> _TEXT EXCERPT_
--- Start ---
Lady Gaga is doing OK; not a sign of a pokerface when she looks at her bank balance. Nor when she looks at her Twitter ranking – number one. Whoopee..! But would she have done so well in her career without Twitter? That’s a question worth asking. After all, she has the power of a major record label behind her, so she would have done OK anyway. Plus, like her or not, she is talented and unlike many of the X-Factor contestants, she certainly has a voice. So without Twitter, she would have been a significant global brand anyway. What we need to know, is did Twitter enhance that brand?
The latest research on the value of Twitter is that it certainly would have helped Lady Gaga. It transpires that Twitter is much better for your brand because the users of Twitter are amongst the most influential on the Internet. They write more blogs than anyone else, they post more product reviews than anyone else and they syndicate more links than anyone else. In other words, Twitter users get your brand more “reach” than any other Internet users.
Often, people ask which is the best service to help boost their business – Twitter, Facebook or LinkedIn? Many business people say things like “Oh, LinkedIn is the best”. But that is often based on hypothesis, rather than hard fact. Take a look at the rankings from Compete.com and you might think Facebook is the best. It has almost 130m unique visits a month, compared with only 14m a month for LinkedIn. Twitter is more than double that. LinkedIn is certainly “the baby” of the bunch.
But it is not about raw ranking numbers like this that you should focus on. It is what the networks do for you. Facebook certainly gets you noticed and gets you some “likes”. It enables you to engage with your customers. LinkedIn allows you to find business leads, to locate joint venture partners or search for potential members of staff. But Twitter gets you influence. The people on Twitter who talk about you will also get you into Facebook and LinkedIn and so on and so on. The result is that Twitter will put your brand or your company in front of more people than either Facebook or LinkedIn can do together.
In other words, of the three networks, Twitter should be the central part of your strategic approach. Exactly like Lady Gaga.
6 thoughts on “Twitter is more important for your brand than other social networks”
Interesting! I find that LinkedIn drives the most traffic but I have lots more followers on Twitter… Yet to crack Facebook really.
This is interesting. The intuitive response would be that you can use LinkedIn & Facebook to reach more of your business or consumer targets. I had been dismissing Twitter as birdseed to attract visitors to a website but it absolutely makes sense that those who tweet have greater influence.
Twitter will enhance you business's online visibility only if you play it right. You have to remember it's a social network, so be social on it. Provide information that people want to read, share and retweet other people's contributions that are worth while, acknowledge, comment and engage in conversations with vigour, empathy, politeness and a good sense of humour.
--- End ---
> _DIRECTIONS_
1. According to the post on Twitter and brand building, how many unique visits a month does LinkedIn get?
2. Resume the post on Twitter and brand building from the point where it stops, and carry it on in the same manner.

> _DATA SHOWN_
--- Start ---
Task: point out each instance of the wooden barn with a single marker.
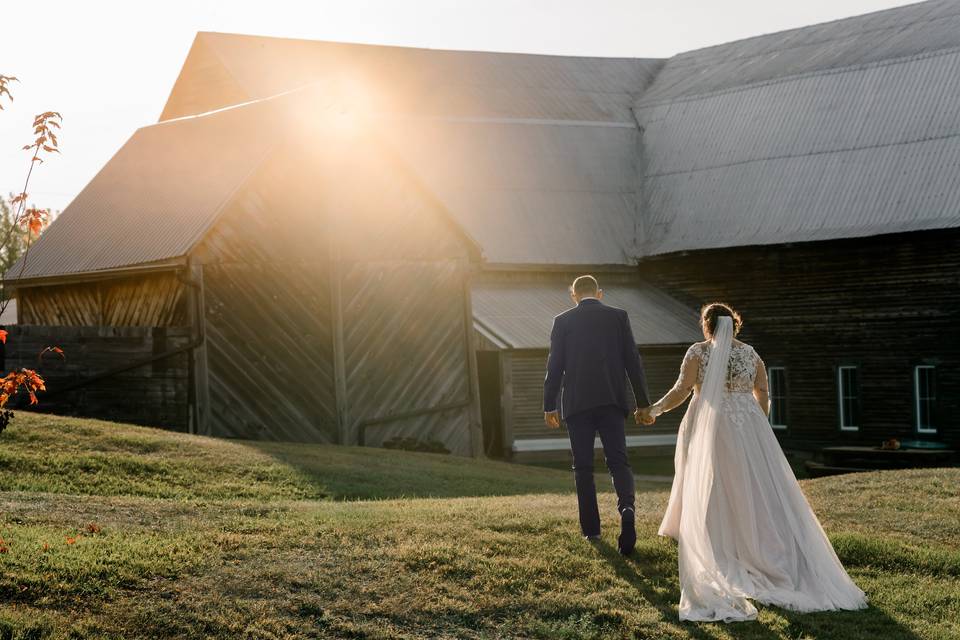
--- End ---
> _THE REPLIES_
1. About 14 million.

2.
But Twitter isn't only about a lot of babbling on the net, it can be used to find out what others are doing, keep an eye on your competition, be on top of the latest trends, be the first to know of breaking news, break some news yourself before anyone else does, share your information about your business to a many more people than before, but only if you time it right, capture that passing audience with tweets that pin-point exactly what people want to read or listen to, have an affinity with what's hot at that particular moment, provide that special 'something' that will stop people in their tracks and make them take notice…
This is, of course, exactly what Lady Gaga has done.
Hello Graham – this is interesting; I have 100 followers, and I have proof that they don't read my tweets (I've offered a fiver just for a response 3 times now). One piece of advice is to interact (reply/retweet) more – I suppose I should work on that. Directed messages definitely cut through, but general Tweeting seems to be pointless.
I'm not sure I agree with your analysis. Offering £5 for a response could be perceived as a joke, so does not lead to a reply. Equally, with three offers and only 100 followers there is only a tiny chance that any one of them actually saw the offer anyway. So, it isn't proof that no-one reads your tweets. Indeed, saying that no-one goes into your local pub means that no-one know about it. But I suspect many people who never even visit it can name it confidently. One piece of evidence does not prove another fact. General Tweeting is as pointless as general conversation…er, which does have a point…..! In other words, I think general Tweeting only seems pointless when you don't do enough of it to enough people. Just like the real world, if you only said a few words every now and then to one or two people, instead of the millions of words you actually say to hundreds of people, then you would have no impact. Twitter is really important but you have to do it all the time – see my study results due out at the end of the month.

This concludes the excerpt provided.